━━━━━ Raw records

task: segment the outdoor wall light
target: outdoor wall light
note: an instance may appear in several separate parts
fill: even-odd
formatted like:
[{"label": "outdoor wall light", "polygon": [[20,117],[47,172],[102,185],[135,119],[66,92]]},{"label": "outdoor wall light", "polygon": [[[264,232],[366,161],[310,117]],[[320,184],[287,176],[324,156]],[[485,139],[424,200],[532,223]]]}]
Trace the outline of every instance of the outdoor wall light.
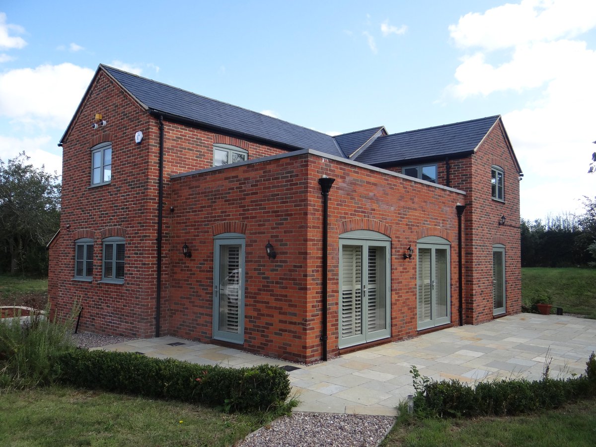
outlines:
[{"label": "outdoor wall light", "polygon": [[271,259],[275,259],[277,257],[277,253],[271,245],[271,243],[267,241],[267,245],[265,246],[265,250],[267,252],[267,256]]},{"label": "outdoor wall light", "polygon": [[408,247],[408,250],[406,250],[406,253],[403,253],[404,259],[411,259],[412,255],[414,254],[414,249],[412,248],[412,246]]},{"label": "outdoor wall light", "polygon": [[190,252],[188,246],[186,244],[186,243],[182,246],[182,254],[184,255],[185,257],[191,257],[193,256],[193,253]]}]

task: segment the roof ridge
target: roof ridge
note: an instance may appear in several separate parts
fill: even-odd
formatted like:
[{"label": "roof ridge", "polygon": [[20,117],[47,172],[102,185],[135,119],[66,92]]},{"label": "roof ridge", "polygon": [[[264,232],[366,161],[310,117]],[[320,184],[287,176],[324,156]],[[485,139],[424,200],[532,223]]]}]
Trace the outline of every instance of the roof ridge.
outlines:
[{"label": "roof ridge", "polygon": [[[325,136],[327,136],[327,137],[328,137],[330,138],[331,138],[331,139],[333,138],[333,137],[331,136],[331,135],[330,135],[328,134],[325,134],[325,132],[321,132],[319,131],[315,130],[314,129],[312,129],[311,128],[308,128],[306,126],[302,126],[302,125],[300,125],[299,124],[295,124],[294,123],[291,123],[289,121],[286,121],[286,120],[283,120],[283,119],[281,119],[280,118],[277,118],[277,117],[274,117],[274,116],[271,116],[271,115],[266,115],[264,113],[261,113],[260,112],[255,111],[254,110],[251,110],[250,108],[246,108],[246,107],[241,107],[240,105],[236,105],[233,104],[230,104],[229,103],[226,103],[225,101],[221,101],[219,100],[213,99],[213,98],[210,98],[209,97],[205,96],[204,95],[200,95],[198,93],[195,93],[194,92],[191,92],[190,90],[185,90],[185,89],[184,89],[183,88],[180,88],[179,87],[176,87],[176,86],[174,86],[173,85],[170,85],[170,84],[166,84],[165,82],[162,82],[161,81],[156,80],[154,79],[151,79],[151,78],[149,78],[149,77],[145,77],[144,76],[140,76],[139,74],[135,74],[134,73],[130,73],[129,72],[126,72],[126,71],[125,71],[123,70],[121,70],[120,69],[117,69],[117,68],[115,68],[114,67],[111,67],[111,66],[110,66],[108,65],[105,65],[104,64],[100,64],[100,66],[101,67],[103,67],[104,69],[109,69],[110,70],[116,70],[117,72],[120,72],[120,73],[124,73],[125,74],[128,74],[129,76],[135,76],[135,77],[138,77],[138,78],[141,79],[144,79],[145,80],[148,80],[148,81],[150,81],[151,82],[155,82],[156,83],[160,84],[161,85],[165,86],[166,87],[169,87],[170,88],[173,88],[175,90],[179,90],[179,91],[180,91],[181,92],[184,92],[185,93],[187,93],[187,94],[190,94],[190,95],[194,95],[194,96],[199,97],[200,98],[204,98],[205,99],[209,100],[209,101],[214,101],[215,103],[219,103],[219,104],[225,104],[226,105],[229,105],[231,107],[234,107],[235,108],[237,108],[237,109],[238,109],[238,110],[244,110],[245,111],[249,112],[250,113],[254,113],[254,114],[256,114],[257,115],[260,115],[261,116],[266,116],[266,117],[267,117],[269,119],[273,119],[273,120],[276,120],[277,121],[279,121],[280,122],[285,123],[285,124],[288,124],[290,126],[294,126],[297,127],[297,128],[302,128],[302,129],[304,129],[305,130],[307,130],[307,131],[309,131],[310,132],[316,132],[317,134],[319,134],[319,135],[324,135]],[[334,140],[334,143],[337,146],[337,143],[335,142]],[[338,147],[338,149],[339,149],[339,147]]]},{"label": "roof ridge", "polygon": [[455,123],[449,123],[448,124],[441,124],[439,126],[430,126],[427,128],[421,128],[420,129],[414,129],[411,131],[404,131],[403,132],[398,132],[395,134],[389,134],[387,136],[391,136],[392,135],[403,135],[403,134],[409,134],[413,132],[420,132],[421,131],[428,131],[431,129],[439,129],[439,128],[446,128],[449,127],[451,126],[455,126],[460,124],[465,124],[466,123],[471,123],[473,121],[482,121],[482,120],[488,119],[489,118],[494,118],[495,120],[496,121],[497,119],[501,117],[501,115],[491,115],[490,116],[485,116],[483,118],[476,118],[474,119],[465,120],[465,121],[458,121]]}]

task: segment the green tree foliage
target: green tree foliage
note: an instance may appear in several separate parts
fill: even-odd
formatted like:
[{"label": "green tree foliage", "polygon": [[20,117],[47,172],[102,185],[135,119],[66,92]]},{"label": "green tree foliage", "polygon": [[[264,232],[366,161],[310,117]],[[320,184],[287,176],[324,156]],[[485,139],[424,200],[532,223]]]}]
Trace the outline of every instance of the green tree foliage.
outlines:
[{"label": "green tree foliage", "polygon": [[0,271],[46,274],[46,244],[60,225],[56,174],[29,163],[24,152],[0,159]]}]

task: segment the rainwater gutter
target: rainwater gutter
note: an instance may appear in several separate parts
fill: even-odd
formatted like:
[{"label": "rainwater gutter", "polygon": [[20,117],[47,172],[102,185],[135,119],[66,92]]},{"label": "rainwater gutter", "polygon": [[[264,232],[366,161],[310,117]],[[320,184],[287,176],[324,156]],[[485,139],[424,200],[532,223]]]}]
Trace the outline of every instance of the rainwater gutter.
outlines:
[{"label": "rainwater gutter", "polygon": [[335,181],[334,178],[329,178],[324,175],[319,179],[319,185],[321,186],[321,194],[323,196],[323,290],[322,290],[322,330],[321,335],[321,343],[322,347],[322,360],[327,360],[327,257],[328,248],[327,242],[328,235],[327,226],[329,221],[329,191],[331,185]]}]

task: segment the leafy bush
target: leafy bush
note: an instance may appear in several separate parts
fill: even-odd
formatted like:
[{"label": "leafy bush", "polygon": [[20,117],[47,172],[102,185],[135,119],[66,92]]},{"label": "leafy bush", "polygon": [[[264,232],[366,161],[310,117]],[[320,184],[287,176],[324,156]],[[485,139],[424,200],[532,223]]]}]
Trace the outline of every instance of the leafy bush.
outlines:
[{"label": "leafy bush", "polygon": [[82,388],[202,403],[226,411],[284,405],[287,373],[278,367],[229,368],[128,352],[83,349],[61,357],[60,381]]},{"label": "leafy bush", "polygon": [[548,377],[482,382],[473,388],[458,380],[436,381],[412,366],[414,411],[421,417],[514,415],[557,408],[581,397],[596,396],[596,357],[592,353],[586,374],[567,379]]},{"label": "leafy bush", "polygon": [[20,317],[17,312],[0,321],[0,388],[52,383],[60,374],[56,359],[74,349],[67,335],[69,323],[51,322],[39,312],[25,322]]}]

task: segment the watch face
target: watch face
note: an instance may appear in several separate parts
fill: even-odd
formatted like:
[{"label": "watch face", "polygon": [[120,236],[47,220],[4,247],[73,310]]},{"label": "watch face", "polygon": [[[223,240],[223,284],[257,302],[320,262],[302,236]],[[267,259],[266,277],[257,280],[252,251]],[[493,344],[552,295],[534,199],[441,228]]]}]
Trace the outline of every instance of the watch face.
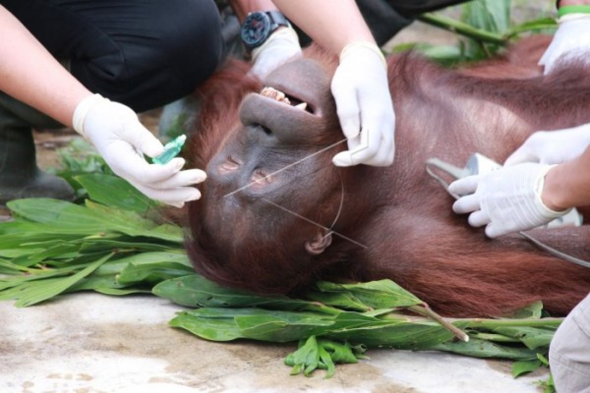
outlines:
[{"label": "watch face", "polygon": [[257,47],[267,38],[270,29],[270,20],[264,12],[253,12],[248,15],[242,26],[242,39],[250,47]]}]

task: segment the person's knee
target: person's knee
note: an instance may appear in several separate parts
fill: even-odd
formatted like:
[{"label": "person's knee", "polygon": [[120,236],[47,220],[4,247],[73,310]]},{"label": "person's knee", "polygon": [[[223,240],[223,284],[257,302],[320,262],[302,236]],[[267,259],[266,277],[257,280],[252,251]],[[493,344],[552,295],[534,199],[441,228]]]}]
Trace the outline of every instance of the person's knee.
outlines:
[{"label": "person's knee", "polygon": [[551,341],[549,365],[558,392],[590,392],[590,296],[563,321]]}]

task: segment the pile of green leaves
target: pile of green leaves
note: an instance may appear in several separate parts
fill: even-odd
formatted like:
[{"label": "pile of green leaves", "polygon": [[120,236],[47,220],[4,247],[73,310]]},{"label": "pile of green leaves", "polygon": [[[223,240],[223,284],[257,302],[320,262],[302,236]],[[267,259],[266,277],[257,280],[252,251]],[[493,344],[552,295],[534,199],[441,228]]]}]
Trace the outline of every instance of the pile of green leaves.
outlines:
[{"label": "pile of green leaves", "polygon": [[444,65],[455,66],[493,57],[523,34],[550,34],[557,27],[553,18],[543,15],[517,23],[512,15],[511,0],[473,0],[459,6],[458,19],[440,12],[424,14],[418,18],[458,34],[456,45],[414,42],[396,45],[391,51],[397,53],[414,49]]},{"label": "pile of green leaves", "polygon": [[[444,319],[389,280],[320,282],[300,299],[265,297],[220,286],[195,273],[181,229],[124,180],[104,173],[72,177],[88,197],[8,204],[0,223],[0,300],[24,307],[60,295],[153,293],[192,309],[171,326],[215,341],[299,341],[285,359],[292,374],[335,372],[366,348],[439,350],[517,361],[515,376],[543,365],[560,319],[542,318],[537,302],[511,318]],[[469,336],[468,342],[457,336]]]}]

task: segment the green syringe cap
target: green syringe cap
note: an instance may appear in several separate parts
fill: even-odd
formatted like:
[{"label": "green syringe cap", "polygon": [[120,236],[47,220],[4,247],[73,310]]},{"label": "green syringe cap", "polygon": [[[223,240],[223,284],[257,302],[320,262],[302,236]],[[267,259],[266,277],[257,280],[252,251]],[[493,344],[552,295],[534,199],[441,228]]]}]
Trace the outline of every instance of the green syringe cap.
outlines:
[{"label": "green syringe cap", "polygon": [[173,140],[166,144],[164,146],[164,152],[158,157],[154,158],[152,161],[154,164],[164,165],[170,162],[170,160],[178,155],[186,141],[186,135],[181,135],[176,137]]}]

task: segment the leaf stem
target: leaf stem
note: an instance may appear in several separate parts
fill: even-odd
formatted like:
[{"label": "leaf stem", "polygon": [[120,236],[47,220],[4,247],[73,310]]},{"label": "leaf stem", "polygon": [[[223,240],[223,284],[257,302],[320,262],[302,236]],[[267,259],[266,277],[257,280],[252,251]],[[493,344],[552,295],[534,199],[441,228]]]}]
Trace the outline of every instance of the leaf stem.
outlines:
[{"label": "leaf stem", "polygon": [[469,341],[469,336],[468,336],[465,332],[463,331],[457,326],[454,326],[448,321],[445,319],[442,316],[434,312],[434,311],[430,308],[430,306],[425,303],[422,303],[422,304],[417,305],[415,306],[410,306],[408,308],[408,309],[414,311],[414,312],[420,314],[421,315],[424,315],[425,316],[432,318],[455,335],[455,336],[459,339],[465,341],[466,342]]},{"label": "leaf stem", "polygon": [[502,34],[478,29],[452,18],[427,12],[422,14],[418,19],[429,25],[464,35],[477,41],[502,45],[505,45],[507,43],[506,38]]}]

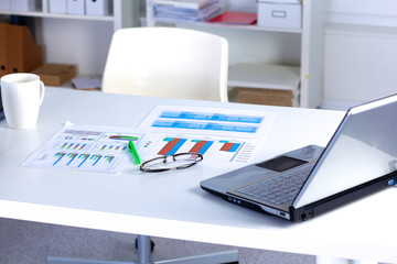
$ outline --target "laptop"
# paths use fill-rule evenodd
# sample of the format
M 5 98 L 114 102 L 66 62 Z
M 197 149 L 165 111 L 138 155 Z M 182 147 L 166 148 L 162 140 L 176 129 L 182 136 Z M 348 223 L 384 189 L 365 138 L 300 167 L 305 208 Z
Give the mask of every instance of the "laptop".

━━━━━━━━━━

• **Aim of the exercise**
In the data above, find the line containing "task: segment the leaf stem"; from there, please write out each line through the end, exactly, with the pictures omitted.

• **Solution to this task**
task: segment the leaf stem
target: leaf stem
note: an instance may appear in several separate parts
fill: even-odd
formatted like:
[{"label": "leaf stem", "polygon": [[120,236],[47,220],[4,247],[73,310]]},{"label": "leaf stem", "polygon": [[[223,240],[223,284],[257,302],[320,262],[302,236]],[[267,259],[266,277],[257,280],[252,251]],[[493,344],[552,295],[534,199],[441,228]]]}]
Trace the outline of every instance of the leaf stem.
outlines:
[{"label": "leaf stem", "polygon": [[469,341],[469,336],[468,336],[465,332],[463,331],[457,326],[454,326],[448,321],[445,319],[442,316],[434,312],[434,311],[430,308],[430,306],[425,303],[422,303],[422,304],[417,305],[415,306],[410,306],[408,308],[408,309],[414,311],[414,312],[420,314],[421,315],[424,315],[425,316],[432,318],[455,335],[455,336],[459,339],[465,341],[466,342]]},{"label": "leaf stem", "polygon": [[502,34],[478,29],[452,18],[427,12],[422,14],[418,19],[429,25],[464,35],[477,41],[502,45],[505,45],[507,43],[506,38]]}]

$ outline --target "laptop"
# paths use fill-rule evenodd
# sample of the format
M 5 98 L 114 102 L 66 62 Z
M 197 149 L 165 111 L 138 155 Z M 182 147 L 166 148 L 162 140 L 176 129 L 182 136 Z M 348 223 L 384 189 L 365 138 L 300 167 L 305 208 Z
Give the mask of every instance of the "laptop".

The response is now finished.